TEXT TO READ:
______

And the big trick, if you aren’t Number One in a BBC debate is somehow to wangle yourself the Number Two spot, and what’s more to get that spot entirely for your team. Austrianism, judging by last night’s show, is well on the way to accomplishing precisely that status. And this despite, as Lord Skidelsky himself quite rightly said, having a numerically tiny academic presence compared to the (approximately speaking) Keynesian orthodoxy.
The big point here is not, e.g., whether Lord Skidelsky said nice things about how the Chinese government goes about its Keynesian business (although he did), or whether Selgin spoke eloquently (he did in my biased opinion, eventually, and despite his rather comical reliance on waving minute and totally illegible graphs around, which don’t exactly go over a storm on the radio, as everyone except him seemed to realise). The point is that this debate was “Keynes v Hayek”, rather than “Keynes and his critics”. The speakers were two Keynesians and two Hayekians, rather than merely two Keynesians and then a pathetic queue of anti-Keynesian pygmies of about ten different varieties (several of them complaining that the Keynesian headliner acts weren’t being Keynesian enough) taking it in turns to be humiliated.
I agree with Phelan that Skidelsky’s open admiration for Chinese “investment” in “infrastructure”, in answer to a question about China from the floor (and huge kudos to whoever it was who asked it), was both an illustration of the inherently bossy nature of Keynesianism, just as Hayek said, and that this might have been seized on more eagerly by Whyte or Selgin than it was, which was hardly at all. Skidelsky’s answer was also a horrendous hostage to fortune. If Chinese infrastructure “investment” in recent years becomes famous for being as wasteful as some here already suspect, Skidelsky should be reminded of this pronouncement.

______

GIVEN PROBLEM: Continue the piece about the BBC's "Keynes v Hayek" debate, picking up after its last sentence. The items that come next have no connection to the piece about the BBC debate.

DATASET ENTRIES:
______

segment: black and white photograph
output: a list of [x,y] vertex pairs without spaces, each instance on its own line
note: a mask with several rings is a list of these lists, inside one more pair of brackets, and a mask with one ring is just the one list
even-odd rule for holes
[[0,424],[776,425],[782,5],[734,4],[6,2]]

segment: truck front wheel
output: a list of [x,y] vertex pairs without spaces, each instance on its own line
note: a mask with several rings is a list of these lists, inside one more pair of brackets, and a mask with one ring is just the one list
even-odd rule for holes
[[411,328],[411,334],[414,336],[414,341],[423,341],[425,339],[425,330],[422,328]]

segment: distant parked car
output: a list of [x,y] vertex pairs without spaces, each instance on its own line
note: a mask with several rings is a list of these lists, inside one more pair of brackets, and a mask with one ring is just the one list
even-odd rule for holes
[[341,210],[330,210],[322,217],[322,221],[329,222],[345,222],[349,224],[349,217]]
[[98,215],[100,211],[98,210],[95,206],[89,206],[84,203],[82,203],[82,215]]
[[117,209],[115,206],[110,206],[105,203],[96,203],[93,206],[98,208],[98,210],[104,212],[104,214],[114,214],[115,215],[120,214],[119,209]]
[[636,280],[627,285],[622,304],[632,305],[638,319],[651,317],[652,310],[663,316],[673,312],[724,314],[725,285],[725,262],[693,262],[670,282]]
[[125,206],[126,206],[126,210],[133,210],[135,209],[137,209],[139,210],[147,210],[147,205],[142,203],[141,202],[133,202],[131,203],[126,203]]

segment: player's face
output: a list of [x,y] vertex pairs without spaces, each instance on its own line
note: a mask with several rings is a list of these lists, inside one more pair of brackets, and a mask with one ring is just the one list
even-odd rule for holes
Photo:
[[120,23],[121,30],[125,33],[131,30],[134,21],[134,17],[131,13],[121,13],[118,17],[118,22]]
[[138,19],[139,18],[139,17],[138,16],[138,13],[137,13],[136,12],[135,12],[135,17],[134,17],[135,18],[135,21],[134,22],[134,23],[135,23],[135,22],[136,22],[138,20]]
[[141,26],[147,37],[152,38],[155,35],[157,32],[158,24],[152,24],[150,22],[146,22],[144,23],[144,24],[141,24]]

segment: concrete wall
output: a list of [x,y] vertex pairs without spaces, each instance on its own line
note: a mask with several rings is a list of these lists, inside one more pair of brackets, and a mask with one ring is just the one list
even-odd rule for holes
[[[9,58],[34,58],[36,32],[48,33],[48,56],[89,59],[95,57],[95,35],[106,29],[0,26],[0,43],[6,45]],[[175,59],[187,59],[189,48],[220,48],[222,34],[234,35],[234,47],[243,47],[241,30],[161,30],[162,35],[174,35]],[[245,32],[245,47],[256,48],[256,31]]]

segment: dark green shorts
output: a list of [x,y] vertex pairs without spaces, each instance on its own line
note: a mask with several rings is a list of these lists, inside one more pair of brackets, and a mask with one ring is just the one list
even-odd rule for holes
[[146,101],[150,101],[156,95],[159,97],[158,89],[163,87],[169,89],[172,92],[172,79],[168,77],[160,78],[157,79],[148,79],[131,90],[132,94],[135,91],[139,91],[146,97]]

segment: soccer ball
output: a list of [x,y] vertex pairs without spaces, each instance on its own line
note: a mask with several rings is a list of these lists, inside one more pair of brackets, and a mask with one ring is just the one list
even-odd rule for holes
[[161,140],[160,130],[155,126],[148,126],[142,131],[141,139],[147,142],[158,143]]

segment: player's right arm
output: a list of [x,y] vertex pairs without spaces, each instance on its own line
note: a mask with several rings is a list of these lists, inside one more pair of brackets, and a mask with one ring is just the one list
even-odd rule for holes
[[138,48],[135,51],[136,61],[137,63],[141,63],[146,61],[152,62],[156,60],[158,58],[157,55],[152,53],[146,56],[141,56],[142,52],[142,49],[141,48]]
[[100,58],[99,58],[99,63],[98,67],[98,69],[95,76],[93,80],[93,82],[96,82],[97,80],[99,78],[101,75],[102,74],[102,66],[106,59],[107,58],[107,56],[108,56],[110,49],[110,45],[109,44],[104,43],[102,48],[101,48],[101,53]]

______

IN RESPONSE:
Speaking very much for myself, I was delighted when Skidelsky spelt out, with admirable clarity, that we Austrianists believe that President Roosevelt prolonged the Great Depression. At this point I shouted out words to effect of “quite right” and “he did”. Skidelsky then said, glancing contemptuously in the general direction of my heckling, that anyone who thought that was living in cloud cuckoo land. Fine. He was on the platform and was entitled to the last word on the matter. On the night.
The point being not to win arguments like this, but to have them, to let everyone listening know that, when it comes to things like whether Roosevelt had a good Great Depression or a bad Great Depression, there is an argument.
When it turns out (this was not really talked about last night) that actually, far from having calmed down, our new version of the Great Depression is still at the you-ain’t-seen-nothin’-yet stage, arguments like that one in particular about Roosevelt making the Great Depression worse, and in general about Keynes versus Hayek, could result in the Number One team in this bunfight being deposed. Guess who I think might – just might – be invited to step forward to replace that Number One team. I agree with Johnathan Pearce that “wallowing in despair” (see below) is, in times like these, a cop-out.
A final point, concerning the BBC master of ceremonies, Paul Mason. Mason had a lot to contend with, what with urging speakers to cool it with the paper flapping, organising the re-recording of bits when microphones fell off or when there was a big noise interrupting things or when the audience wasn’t quiet enough during the first attempt at a re-run, or when he himself had some intros to do but fluffed his lines, for instance by giggling. Also, from time to time, it was Mason’s rather undignified duty to get us all to yell either “Yo Keynes!” or “Yo Hayek!”, according to taste. Nevertheless, in among all that, I got the distinct impression that, if not actually on our side, Paul Mason is highly sympathetic to the case that the Hayek team were making. At the very least, he has taken the time to become thoroughly acquainted with what that case is.
An edited version of all this intellectual mud-slinging will be broadcast by Radio Four on August 3rd.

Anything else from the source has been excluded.